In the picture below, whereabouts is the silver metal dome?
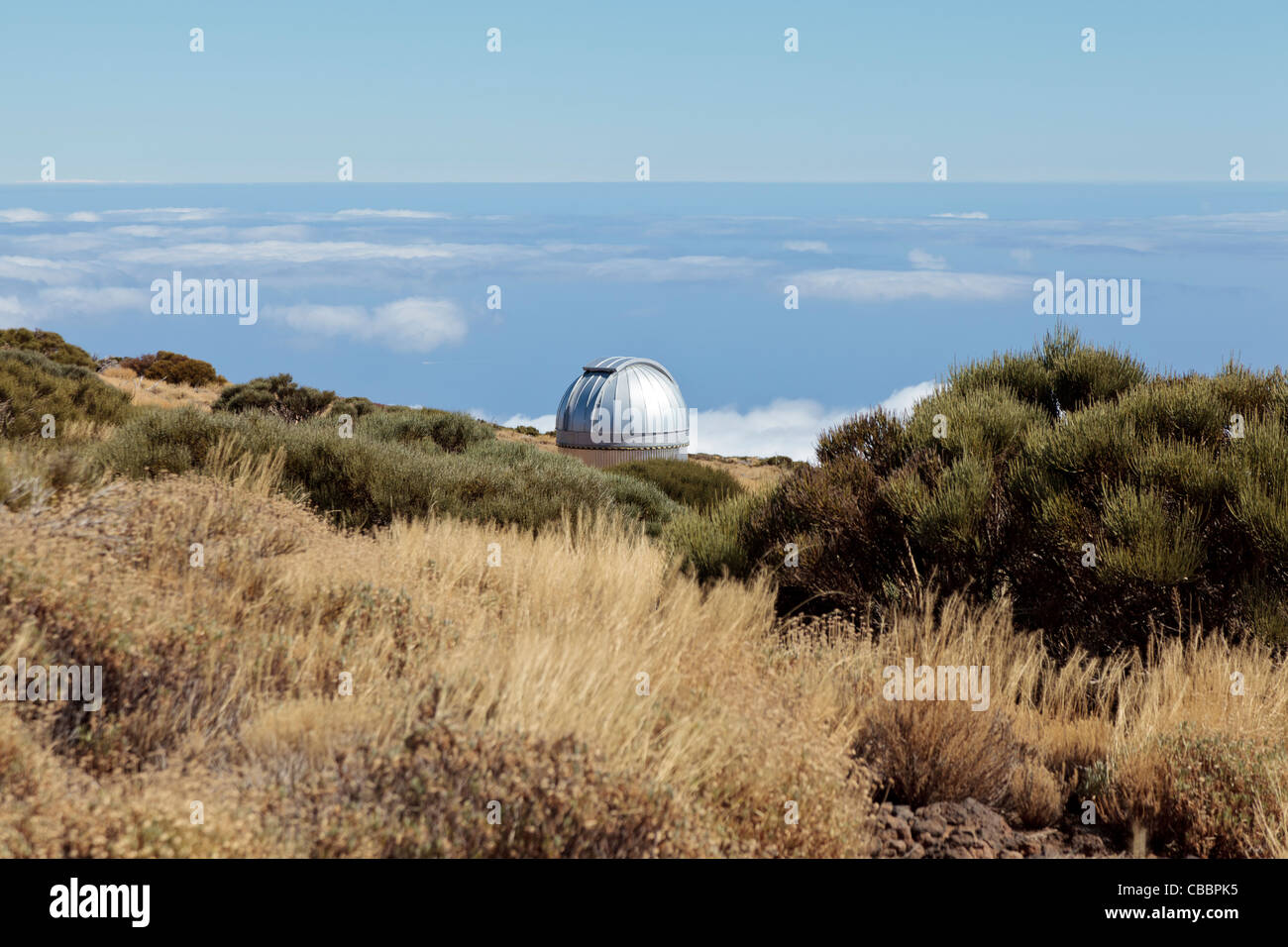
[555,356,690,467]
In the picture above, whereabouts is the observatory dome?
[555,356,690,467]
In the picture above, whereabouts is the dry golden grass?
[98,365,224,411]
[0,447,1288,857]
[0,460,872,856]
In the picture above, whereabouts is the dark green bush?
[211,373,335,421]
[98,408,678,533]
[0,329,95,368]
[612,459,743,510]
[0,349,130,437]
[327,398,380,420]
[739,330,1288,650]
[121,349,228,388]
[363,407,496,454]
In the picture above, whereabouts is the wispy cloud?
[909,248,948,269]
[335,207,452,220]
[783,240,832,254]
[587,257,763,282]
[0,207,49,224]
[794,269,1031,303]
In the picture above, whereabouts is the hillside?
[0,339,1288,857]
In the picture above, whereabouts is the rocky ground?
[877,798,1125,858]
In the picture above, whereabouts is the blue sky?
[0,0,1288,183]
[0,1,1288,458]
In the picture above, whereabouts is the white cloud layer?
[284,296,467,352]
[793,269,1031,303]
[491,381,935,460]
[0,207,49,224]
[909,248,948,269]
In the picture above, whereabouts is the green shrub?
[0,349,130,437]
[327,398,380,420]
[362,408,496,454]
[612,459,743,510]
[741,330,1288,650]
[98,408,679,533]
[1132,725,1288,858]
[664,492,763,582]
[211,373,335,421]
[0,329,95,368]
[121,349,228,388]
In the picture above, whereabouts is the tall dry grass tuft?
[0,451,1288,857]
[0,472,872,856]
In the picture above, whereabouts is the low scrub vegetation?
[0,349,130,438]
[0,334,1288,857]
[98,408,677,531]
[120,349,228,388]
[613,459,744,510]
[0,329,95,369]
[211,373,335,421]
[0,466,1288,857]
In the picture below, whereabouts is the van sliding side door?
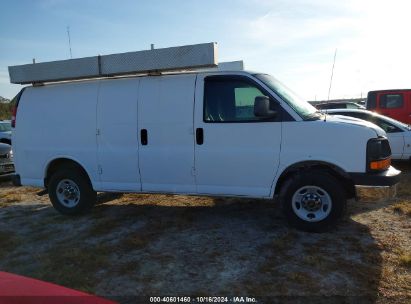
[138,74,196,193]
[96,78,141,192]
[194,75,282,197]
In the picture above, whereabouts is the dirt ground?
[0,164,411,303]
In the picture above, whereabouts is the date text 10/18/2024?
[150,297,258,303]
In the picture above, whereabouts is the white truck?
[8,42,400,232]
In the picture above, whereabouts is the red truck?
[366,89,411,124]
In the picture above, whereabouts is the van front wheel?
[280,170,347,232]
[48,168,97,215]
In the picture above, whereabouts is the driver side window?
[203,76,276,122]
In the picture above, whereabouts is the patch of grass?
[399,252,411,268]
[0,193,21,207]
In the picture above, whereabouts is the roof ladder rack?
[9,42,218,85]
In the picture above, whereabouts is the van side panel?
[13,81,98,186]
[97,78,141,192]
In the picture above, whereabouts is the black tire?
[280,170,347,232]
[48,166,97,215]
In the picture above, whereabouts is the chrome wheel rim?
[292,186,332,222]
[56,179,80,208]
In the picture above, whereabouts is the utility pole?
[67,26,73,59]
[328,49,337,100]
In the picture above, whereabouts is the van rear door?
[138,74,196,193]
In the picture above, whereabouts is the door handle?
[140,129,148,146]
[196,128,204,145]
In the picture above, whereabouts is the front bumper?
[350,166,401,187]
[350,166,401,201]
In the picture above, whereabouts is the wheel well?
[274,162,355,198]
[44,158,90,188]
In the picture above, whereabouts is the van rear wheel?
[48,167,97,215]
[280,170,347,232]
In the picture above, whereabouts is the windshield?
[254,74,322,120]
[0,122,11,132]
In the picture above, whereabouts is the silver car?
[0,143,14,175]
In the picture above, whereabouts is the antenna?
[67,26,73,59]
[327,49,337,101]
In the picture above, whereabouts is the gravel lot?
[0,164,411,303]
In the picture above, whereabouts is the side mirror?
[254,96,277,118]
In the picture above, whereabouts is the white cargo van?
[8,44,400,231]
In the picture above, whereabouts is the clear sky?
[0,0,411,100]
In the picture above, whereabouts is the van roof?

=-=-=

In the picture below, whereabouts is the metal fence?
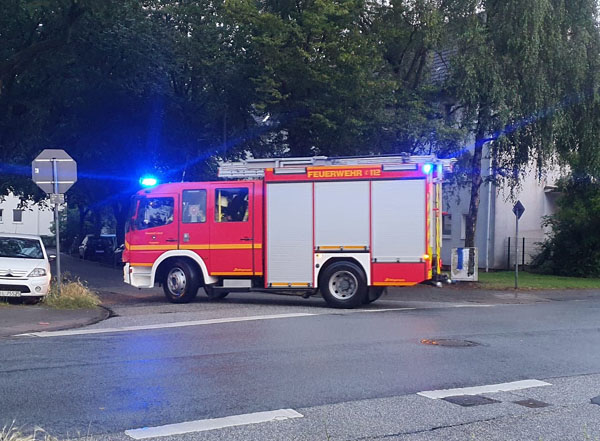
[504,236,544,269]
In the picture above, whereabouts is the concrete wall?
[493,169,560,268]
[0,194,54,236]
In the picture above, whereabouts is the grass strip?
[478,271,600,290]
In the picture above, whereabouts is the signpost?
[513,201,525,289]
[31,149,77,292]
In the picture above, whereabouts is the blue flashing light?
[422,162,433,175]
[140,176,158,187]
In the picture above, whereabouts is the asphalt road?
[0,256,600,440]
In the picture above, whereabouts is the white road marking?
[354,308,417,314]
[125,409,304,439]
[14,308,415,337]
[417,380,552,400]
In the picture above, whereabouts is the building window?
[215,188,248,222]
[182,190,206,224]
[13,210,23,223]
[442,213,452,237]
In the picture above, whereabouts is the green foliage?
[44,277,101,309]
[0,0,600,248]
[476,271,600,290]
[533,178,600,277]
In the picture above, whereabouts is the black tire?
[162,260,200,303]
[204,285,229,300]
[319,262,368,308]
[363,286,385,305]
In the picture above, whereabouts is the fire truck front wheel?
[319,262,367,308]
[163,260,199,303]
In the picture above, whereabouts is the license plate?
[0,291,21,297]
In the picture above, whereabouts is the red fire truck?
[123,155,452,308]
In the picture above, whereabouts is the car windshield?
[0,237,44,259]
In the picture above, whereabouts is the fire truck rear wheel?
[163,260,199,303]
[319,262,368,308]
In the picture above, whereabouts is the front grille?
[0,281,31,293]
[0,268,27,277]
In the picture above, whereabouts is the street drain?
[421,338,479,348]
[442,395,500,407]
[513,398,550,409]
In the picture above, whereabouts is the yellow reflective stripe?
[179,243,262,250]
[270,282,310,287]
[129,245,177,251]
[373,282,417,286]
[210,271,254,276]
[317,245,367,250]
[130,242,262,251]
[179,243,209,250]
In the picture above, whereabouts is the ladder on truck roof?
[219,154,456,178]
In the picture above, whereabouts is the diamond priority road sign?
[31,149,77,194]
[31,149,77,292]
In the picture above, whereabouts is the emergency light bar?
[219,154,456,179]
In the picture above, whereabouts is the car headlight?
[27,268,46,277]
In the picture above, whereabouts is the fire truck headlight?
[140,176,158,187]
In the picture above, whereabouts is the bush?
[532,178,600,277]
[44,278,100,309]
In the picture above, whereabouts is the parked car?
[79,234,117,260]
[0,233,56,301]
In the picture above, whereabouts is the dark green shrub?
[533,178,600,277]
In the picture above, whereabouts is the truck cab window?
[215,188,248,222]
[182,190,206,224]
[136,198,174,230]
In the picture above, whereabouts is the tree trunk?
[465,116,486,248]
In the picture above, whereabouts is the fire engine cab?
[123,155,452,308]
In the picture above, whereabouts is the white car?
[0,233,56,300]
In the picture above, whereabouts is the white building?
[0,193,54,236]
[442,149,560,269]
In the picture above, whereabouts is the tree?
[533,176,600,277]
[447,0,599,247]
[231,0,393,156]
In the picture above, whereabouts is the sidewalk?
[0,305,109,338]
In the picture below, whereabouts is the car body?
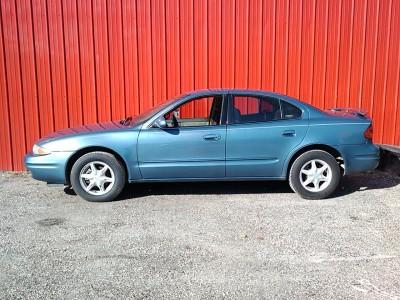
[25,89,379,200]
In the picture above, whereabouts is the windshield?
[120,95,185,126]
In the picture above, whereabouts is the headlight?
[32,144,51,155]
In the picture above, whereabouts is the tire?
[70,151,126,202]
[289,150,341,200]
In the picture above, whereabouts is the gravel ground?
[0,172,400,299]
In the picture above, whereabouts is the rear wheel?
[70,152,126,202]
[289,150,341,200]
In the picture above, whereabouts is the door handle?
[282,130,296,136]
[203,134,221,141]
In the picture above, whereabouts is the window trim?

=-=-=

Recast everything in the material above from the line containing "In the picture above, whereabouts is the car headlight?" down to the line containing "[231,0,393,156]", both included, as a JSON list of strings with one string per line and blank lines omitted.

FULL OUTPUT ::
[
  "In the picture above, whereabouts is the car headlight?",
  "[27,268,46,277]",
  "In the picture above, whereabouts is the fire truck headlight?",
  "[140,176,158,187]",
  "In the picture above, whereabouts is the bush?",
  "[532,178,600,277]",
  "[44,278,100,309]",
  "In the picture above, whereabouts is the parked car?",
  "[79,234,117,260]",
  "[0,233,56,301]",
  "In the picture above, whereabouts is the dark green shrub?",
  "[533,178,600,277]",
  "In the picture above, whereabouts is the truck cab window?",
  "[215,188,248,222]",
  "[182,190,206,224]",
  "[136,198,174,230]",
  "In the picture above, whereabouts is the tree trunk?",
  "[465,116,486,248]",
  "In the picture above, whereabouts is the fire engine cab?",
  "[123,155,452,308]",
  "In the picture above, whereabouts is the white car?",
  "[0,233,56,300]",
  "In the picture above, whereabouts is the white building?",
  "[0,193,54,236]",
  "[442,149,560,269]",
  "In the picture above, whereabouts is the tree?",
  "[533,176,600,277]",
  "[447,0,599,247]",
  "[231,0,393,156]"
]